[Passage provided]

Scala Radio Book Club: The Berlin Exchange by Joseph Kanon

From the author that wrote the international bestsellers Leaving Berlin and The Good German

Author: Holly CarnegiePublished 24th Feb 2022
Last updated 17th Aug 2022

In the Scala Radio Book Club this week (Thursday 24th February), Mark Forrest chatted to American author Joseph Kanon, on his brand-new novel The Berlin Exchange.

From the author that wrote the international bestsellers Leaving Berlin and The Good German, The Berlin Exchange follows an American physicist-KGB operative, who is shipped to East Berlin in a clandestine spy swap, without knowing what has made his return so pivotal.

Berlin. 1963. The height of the Cold War. An early morning spy swap, not at Glienecke Bridge, the familiar setting for such exchanges, or at Checkpoint Charlie, where international visitors cross into the East, but at a more discreet border crossing, usually reserved for East German VIPs, next to the Charite hospital complex.

The Communists are trading two American students caught helping people to escape over the wall and a lower level CIA operative. Not the stuff of headlines and, as planned, no journalists are here to write them. On the other side of the trade: Martin Keller, an American physicist who once indeed made headlines, but who then disappeared into the English prison system. Keller's most critical possession: his American passport. Keller's most ardent desire: to see his ex-wife Sabine and their young son.

The exchange is made with the formality characteristic of these swaps - equal paces to the concrete barrier, etc. - with each side sizing up the relative value of the other. Three for one? Small fry for a nuclear spy? But Martin has other questions: who asked for him? who negotiated the deal? Just the KGB bringing home one of its agents? Or, as he hopes, a more personal intervention? He has worked for the service long enough to know that nothing happens by chance. They want him for something. Not physics - his expertise is years out of date. Something else, which he cannot learn until he arrives in East Berlin, when suddenly the game is afoot.

Filled with intriguing characters, atmospheric detail, and plenty of action, Kanon’s latest espionage thriller is one you won’t soon forget.

Mark was interested to know more about the political situation in Berlin, during the early 1960s.

‘Well, of course, the communist government said that they were just protecting people, and that it was an enhancement but in fact, it was to prevent what was called the “flight from the republic”. So many people were leaving, as they could do in Berlin only. If you were elsewhere in East Germany, you would have to cross a really fortified border. In Berlin, you could just get on the subway on the tube and arrive in the West. Since the Western government maintained that all Germans were in fact, German citizens, once you got off the train, you were fine,’ said Joseph.

[/Passage provided]

Please restate the book club page starting with "In the Scala" and going on through "Charite hospital complex.", swapping "border crossing" for "checkpoint". The records have no connection to the book club page.

[Data for analysis]

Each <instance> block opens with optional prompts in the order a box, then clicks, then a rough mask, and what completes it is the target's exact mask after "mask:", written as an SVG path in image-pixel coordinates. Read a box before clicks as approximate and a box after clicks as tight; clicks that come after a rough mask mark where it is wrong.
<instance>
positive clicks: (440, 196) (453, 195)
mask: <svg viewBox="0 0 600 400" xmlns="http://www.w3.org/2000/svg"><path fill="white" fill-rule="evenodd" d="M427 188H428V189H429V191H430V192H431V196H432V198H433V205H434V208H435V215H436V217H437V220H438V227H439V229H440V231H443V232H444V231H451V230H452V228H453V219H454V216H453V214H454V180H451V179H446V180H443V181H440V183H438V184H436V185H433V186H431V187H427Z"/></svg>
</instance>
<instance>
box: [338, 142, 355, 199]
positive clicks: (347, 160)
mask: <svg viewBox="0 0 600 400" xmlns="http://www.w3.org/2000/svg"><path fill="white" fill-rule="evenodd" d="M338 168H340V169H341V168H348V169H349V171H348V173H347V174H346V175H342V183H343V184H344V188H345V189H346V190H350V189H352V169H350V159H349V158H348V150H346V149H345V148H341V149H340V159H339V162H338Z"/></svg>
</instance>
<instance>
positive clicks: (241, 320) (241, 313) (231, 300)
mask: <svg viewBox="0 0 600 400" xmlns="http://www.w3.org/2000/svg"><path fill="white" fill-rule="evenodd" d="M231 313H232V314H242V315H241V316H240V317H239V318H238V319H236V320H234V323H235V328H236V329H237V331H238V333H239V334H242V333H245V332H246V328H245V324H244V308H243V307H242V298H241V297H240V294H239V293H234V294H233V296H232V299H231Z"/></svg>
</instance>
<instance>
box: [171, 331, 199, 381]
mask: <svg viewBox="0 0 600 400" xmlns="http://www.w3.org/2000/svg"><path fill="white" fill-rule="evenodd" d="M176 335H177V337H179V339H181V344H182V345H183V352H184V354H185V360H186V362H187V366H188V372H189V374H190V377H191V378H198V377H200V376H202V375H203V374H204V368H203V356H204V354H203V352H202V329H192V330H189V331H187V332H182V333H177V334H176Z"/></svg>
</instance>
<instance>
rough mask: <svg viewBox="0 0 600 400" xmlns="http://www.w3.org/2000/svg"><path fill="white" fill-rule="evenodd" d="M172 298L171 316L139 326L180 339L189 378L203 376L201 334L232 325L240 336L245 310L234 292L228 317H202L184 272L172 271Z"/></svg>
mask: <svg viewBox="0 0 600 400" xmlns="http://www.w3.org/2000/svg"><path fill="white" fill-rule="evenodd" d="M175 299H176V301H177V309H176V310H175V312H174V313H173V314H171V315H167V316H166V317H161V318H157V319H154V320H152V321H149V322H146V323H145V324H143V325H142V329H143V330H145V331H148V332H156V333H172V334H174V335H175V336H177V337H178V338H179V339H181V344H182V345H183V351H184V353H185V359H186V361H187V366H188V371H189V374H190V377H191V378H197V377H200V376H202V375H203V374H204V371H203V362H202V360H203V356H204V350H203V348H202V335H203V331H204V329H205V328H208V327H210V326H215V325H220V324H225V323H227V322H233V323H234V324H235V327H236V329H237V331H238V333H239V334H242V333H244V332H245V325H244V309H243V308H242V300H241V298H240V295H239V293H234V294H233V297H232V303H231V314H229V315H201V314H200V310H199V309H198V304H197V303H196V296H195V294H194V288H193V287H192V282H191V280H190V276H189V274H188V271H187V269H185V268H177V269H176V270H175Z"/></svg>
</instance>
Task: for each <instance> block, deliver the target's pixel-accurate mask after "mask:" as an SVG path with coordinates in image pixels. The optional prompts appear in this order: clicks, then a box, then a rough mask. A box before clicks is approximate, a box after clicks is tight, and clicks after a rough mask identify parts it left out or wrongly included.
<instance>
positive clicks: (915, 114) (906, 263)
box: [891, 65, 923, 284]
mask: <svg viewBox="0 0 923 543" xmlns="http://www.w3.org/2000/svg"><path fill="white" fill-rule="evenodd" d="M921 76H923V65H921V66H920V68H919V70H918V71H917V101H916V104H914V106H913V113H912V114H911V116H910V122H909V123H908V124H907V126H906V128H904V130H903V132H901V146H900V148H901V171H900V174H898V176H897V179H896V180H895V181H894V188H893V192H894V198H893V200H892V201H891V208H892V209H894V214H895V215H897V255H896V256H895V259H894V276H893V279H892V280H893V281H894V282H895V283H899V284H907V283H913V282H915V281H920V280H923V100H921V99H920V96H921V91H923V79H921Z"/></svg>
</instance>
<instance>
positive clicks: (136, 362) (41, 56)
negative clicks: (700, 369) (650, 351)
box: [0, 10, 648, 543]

[/Data for analysis]

[Output of the exercise]:
In the Scala Radio Book Club this week (Thursday 24th February), Mark Forrest chatted to American author Joseph Kanon, on his brand-new novel The Berlin Exchange.

From the author that wrote the international bestsellers Leaving Berlin and The Good German, The Berlin Exchange follows an American physicist-KGB operative, who is shipped to East Berlin in a clandestine spy swap, without knowing what has made his return so pivotal.

Berlin. 1963. The height of the Cold War. An early morning spy swap, not at Glienecke Bridge, the familiar setting for such exchanges, or at Checkpoint Charlie, where international visitors cross into the East, but at a more discreet checkpoint, usually reserved for East German VIPs, next to the Charite hospital complex.